- TASKS TO PERFORM
1. In the land-case account, on what date did the SDO inform the ADM that Ghena's allegation was false?
2. Print the land-case account between "14. The ADM" and "rights of Ghena.", inclusive.
3. Write what comes next in the land-case account, beginning after its final sentence.

- SOURCE

14. The ADM then took the SDO Ranaghat with him to the spot along with Amins, demarcated the area allotted to Ghena Mridanga and formally handed over both the patta and the land to this allottee in the presence of the villagers and the Santras on 28-9-76. He explained to Ghena that since Bhiku had already sown kalai in the plots, he should be allowed to harvest the produce without interference. The office copy of the patta was handed over to the JLRO who, by then, was at his wit’s and fell all over himself promising to protect the rights of Ghena.

15. On 5-11-76 the ADM was surprised to find Ghena in his office with a complaint of having been driven off his land by the Santras assisted by the Gram-Adhyaksha (village headman) of the village. The SDO Ranaghat was immediately informed. On 9-11-76 the SDO wrote to the Circle Inspector of Police, Shantipur, asking him to ensure peaceful possession of the lands by Ghena and wanting a report by 15-11-76. On 17-11-76 the SDO informed the ADM that the allegation made by Ghena was false, since the CI had reported that he was very much in possession of the land and (extremely significant) “he has harvested kalai on the land”.

II – NANDA DALUI

1. Nanda Dalui owns 3.56 acres of land at Assannagar in the police station of Krishnagar in West Bengal. He supports his mother, wife and 4 minor children. He inherited this land from his father the late Sudhanya Dalui and his uncle the late Surya Dalui. Both his father and uncle had taken a loan of Rs.3,600 jointly from the Nadia District Cooperative Land Development Bank Limited (NDCLDB) for sinking a shallow tubewell. They were also indebted to the tune of Rs.700 to Jitendra Nath Saha, a fertilizer and pesticide licensee who had no money-lending licence. Saha realised the debt in kind at about Rs.10 less than the prevailing market price. The money-lending transactions were entered by him in a hath-chita, a small account book bound in red cloth.

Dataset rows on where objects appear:
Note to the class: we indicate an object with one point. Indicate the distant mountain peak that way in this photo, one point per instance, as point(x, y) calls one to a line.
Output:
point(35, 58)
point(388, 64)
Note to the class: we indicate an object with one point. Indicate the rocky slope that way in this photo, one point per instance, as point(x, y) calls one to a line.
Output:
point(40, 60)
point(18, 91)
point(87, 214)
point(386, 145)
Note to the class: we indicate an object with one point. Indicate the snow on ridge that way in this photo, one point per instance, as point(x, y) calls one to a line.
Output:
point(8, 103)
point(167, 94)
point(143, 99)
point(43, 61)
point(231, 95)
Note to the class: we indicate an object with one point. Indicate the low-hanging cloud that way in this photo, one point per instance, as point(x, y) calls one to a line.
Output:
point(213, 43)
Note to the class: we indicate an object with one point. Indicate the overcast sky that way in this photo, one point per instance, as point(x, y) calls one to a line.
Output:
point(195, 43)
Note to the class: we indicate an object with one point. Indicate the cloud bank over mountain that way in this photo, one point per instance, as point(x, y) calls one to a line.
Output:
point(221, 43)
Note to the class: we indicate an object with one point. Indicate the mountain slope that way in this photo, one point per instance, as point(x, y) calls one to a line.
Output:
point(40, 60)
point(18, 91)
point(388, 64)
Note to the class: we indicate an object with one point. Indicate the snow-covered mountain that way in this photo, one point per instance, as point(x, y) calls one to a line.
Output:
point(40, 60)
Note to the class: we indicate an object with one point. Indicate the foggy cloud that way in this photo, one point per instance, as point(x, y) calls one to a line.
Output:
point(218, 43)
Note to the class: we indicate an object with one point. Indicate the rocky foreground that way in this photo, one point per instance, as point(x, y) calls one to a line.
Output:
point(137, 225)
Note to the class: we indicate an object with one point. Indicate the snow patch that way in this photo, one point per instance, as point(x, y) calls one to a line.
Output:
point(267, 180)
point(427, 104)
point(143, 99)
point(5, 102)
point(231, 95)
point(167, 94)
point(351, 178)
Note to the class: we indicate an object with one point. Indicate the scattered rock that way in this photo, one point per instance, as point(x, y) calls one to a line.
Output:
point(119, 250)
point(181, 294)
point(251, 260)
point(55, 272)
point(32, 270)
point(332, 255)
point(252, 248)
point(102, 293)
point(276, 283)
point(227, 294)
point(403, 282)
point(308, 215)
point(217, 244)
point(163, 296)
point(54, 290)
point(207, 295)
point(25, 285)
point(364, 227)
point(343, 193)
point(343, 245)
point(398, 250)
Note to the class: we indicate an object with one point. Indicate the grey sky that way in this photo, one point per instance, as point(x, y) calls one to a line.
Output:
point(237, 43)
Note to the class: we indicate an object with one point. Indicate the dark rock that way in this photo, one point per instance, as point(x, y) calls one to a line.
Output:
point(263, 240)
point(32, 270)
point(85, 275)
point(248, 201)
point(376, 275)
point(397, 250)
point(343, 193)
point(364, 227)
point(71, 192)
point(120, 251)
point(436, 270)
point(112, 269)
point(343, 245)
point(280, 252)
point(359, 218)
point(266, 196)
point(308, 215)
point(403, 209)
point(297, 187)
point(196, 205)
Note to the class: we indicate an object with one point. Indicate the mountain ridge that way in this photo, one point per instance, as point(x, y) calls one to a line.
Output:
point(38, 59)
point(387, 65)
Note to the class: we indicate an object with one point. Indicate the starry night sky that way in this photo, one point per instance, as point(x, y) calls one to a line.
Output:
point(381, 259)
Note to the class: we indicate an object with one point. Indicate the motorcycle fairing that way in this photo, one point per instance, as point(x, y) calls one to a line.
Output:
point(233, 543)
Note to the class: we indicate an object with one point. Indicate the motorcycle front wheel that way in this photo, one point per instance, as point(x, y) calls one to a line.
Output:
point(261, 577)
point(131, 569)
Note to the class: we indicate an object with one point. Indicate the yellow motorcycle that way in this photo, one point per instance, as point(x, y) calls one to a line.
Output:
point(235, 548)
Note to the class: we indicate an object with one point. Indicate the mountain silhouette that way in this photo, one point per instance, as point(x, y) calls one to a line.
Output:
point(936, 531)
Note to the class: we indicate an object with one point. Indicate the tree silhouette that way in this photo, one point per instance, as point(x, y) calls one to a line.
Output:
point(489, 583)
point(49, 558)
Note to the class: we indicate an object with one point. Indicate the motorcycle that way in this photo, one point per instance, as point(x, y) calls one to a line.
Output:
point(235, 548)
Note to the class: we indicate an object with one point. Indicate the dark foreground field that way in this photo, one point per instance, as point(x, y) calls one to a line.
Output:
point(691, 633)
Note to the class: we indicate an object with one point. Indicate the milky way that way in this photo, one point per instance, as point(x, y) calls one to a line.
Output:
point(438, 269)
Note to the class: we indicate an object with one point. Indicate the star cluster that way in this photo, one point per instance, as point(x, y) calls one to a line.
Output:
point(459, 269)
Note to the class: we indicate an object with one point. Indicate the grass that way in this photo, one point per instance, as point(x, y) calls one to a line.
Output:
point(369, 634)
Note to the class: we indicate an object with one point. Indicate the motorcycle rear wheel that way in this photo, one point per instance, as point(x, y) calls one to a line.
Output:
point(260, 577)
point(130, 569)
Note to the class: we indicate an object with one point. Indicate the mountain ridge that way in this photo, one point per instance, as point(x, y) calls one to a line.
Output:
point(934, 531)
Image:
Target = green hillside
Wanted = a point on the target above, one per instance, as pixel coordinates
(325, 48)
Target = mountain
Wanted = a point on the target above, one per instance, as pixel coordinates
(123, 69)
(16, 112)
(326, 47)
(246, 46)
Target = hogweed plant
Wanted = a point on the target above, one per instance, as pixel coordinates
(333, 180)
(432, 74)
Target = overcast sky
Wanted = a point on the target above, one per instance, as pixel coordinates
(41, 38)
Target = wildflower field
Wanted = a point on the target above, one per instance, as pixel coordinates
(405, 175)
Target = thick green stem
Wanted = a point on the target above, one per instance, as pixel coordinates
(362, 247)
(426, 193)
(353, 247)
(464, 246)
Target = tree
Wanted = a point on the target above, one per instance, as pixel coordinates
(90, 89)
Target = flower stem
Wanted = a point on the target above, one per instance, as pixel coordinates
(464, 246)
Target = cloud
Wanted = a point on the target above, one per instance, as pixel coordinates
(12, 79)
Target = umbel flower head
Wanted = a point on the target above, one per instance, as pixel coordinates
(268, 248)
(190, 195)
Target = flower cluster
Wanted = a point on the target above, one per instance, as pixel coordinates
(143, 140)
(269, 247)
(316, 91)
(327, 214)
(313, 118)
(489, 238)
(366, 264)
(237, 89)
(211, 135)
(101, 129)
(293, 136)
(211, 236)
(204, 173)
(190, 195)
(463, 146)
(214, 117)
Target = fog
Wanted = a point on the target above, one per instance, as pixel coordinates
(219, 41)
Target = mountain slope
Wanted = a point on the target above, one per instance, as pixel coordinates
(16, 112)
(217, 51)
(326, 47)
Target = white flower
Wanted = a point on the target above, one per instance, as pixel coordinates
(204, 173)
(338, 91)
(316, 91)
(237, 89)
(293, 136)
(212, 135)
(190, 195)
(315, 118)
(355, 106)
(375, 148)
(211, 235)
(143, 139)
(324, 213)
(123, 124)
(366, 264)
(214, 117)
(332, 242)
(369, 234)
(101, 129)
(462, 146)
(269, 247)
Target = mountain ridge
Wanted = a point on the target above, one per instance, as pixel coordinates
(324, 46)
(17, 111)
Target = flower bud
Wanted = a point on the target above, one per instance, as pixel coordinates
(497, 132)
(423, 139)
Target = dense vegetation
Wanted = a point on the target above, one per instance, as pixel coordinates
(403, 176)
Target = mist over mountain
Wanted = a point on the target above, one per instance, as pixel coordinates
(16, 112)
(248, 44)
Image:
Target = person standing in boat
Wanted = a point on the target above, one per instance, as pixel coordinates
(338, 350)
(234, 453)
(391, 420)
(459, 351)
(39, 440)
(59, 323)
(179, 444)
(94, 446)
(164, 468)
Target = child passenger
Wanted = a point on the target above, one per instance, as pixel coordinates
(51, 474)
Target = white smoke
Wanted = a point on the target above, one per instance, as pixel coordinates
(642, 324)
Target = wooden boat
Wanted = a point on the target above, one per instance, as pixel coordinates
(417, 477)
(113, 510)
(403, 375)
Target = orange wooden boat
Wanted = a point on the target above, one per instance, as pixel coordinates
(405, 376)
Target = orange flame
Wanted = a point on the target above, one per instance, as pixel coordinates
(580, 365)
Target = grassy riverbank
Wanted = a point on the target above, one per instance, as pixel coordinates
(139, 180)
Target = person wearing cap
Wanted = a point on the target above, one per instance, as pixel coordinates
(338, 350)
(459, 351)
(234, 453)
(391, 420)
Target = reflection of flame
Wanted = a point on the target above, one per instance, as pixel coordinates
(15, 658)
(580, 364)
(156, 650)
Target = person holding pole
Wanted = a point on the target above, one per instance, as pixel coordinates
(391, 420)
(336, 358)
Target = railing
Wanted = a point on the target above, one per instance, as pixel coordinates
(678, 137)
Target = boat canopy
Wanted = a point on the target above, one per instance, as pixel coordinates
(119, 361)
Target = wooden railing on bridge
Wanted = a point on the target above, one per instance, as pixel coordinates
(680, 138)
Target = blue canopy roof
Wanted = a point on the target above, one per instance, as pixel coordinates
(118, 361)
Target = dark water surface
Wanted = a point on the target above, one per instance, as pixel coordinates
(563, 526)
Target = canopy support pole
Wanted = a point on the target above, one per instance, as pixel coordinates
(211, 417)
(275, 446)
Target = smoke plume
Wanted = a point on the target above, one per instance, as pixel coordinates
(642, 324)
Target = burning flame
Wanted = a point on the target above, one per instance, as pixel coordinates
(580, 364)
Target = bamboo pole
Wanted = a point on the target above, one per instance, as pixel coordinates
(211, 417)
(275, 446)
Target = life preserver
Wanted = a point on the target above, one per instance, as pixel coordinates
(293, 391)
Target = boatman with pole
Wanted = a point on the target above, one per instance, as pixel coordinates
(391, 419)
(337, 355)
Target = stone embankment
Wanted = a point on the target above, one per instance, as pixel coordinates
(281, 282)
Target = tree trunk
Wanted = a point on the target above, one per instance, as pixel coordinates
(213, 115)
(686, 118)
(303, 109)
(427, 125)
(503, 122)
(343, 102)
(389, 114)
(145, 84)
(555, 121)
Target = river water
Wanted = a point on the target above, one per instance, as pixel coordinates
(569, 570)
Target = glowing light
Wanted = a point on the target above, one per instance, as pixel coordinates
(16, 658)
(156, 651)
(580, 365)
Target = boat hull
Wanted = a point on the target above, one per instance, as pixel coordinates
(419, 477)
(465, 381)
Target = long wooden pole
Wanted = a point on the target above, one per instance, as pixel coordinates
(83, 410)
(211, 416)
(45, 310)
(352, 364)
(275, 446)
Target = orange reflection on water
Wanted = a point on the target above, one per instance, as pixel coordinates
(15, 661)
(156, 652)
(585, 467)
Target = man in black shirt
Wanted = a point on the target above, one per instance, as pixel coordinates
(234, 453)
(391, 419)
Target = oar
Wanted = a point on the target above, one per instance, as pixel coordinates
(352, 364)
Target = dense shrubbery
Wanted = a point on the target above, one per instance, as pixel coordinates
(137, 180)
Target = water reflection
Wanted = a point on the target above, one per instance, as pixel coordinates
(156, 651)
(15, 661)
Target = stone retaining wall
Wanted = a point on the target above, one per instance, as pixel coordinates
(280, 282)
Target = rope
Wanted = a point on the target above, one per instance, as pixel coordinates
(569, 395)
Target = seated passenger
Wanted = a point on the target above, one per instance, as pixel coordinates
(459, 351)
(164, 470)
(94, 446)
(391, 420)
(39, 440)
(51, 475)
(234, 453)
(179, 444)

- EXERCISE RESULTS
1. 17-11-76

2.
14. The ADM then took the SDO Ranaghat with him to the spot along with Amins, demarcated the area allotted to Ghena Mridanga and formally handed over both the patta and the land to this allottee in the presence of the villagers and the Santras on 28-9-76. He explained to Ghena that since Bhiku had already sown kalai in the plots, he should be allowed to harvest the produce without interference. The office copy of the patta was handed over to the JLRO who, by then, was at his wit’s and fell all over himself promising to protect the rights of Ghena.

3.
2. In March 1974 Sudhanya Dalui  received a notice from the NDCLDB for re-paying Rs.2,100.  He approached Jitendra Saha for advancing a further loan to meet the demand of the Bank. This was perhaps the opportunity Jiten Saha was waiting for.  He informed Sudhanya Dalui that he would not be able to advance this loan without security since Dalui had not repaid the earlier loan. Sudhanya was compelled to execute a registered sale deed for two bighas of his land for a loan of Rs.1,000,  whereas the market value of the land was around Rs.2,000 at that time. Sudhanya was also pressurised into executing a bainanama (sale-agreement) that he would sell his remaining land for Rs.3,000 should he fail to repay Rs.3,622 by Chaitra 1382 B.S. (April 1976) on payment of Rs.500 by Saha. The market value of this portion of land being irrigated with a shallow tubewell was not less than Rs.20,000. Dalui, however, did not hand over possession of any portion of his land to Saha. He went on repaying his loan to Jiten Saha by giving him a share of his produce. It is not possible to assess the fairness of the price determined by Saha for the crop since there was no entry in the hath chita about the quantity of crop received. At one place only, where an entry had been made, it was found that Dalui had given Saha 176 kg of paddy for Rs.220, but in the next page the balance brought forward omitted the amount wholly.

3. Sudhanya Dalui and his brother Surya Dalui both died soon thereafter. Nanda Dalui was faced with a nightmarish situation and had to approach Jiten Saha again to repay the outstanding dues of the Bank. Saha showed Nanda Dalui the bainanama and asked him to hand over two bighas of irrigated land. Nanda Dalui did not agree to the suggestion and was served with a pleader’s notice informing him that the bainanama would be converted into a registered sale deed unless the debt was repaid by Chaitra 1382 B.S.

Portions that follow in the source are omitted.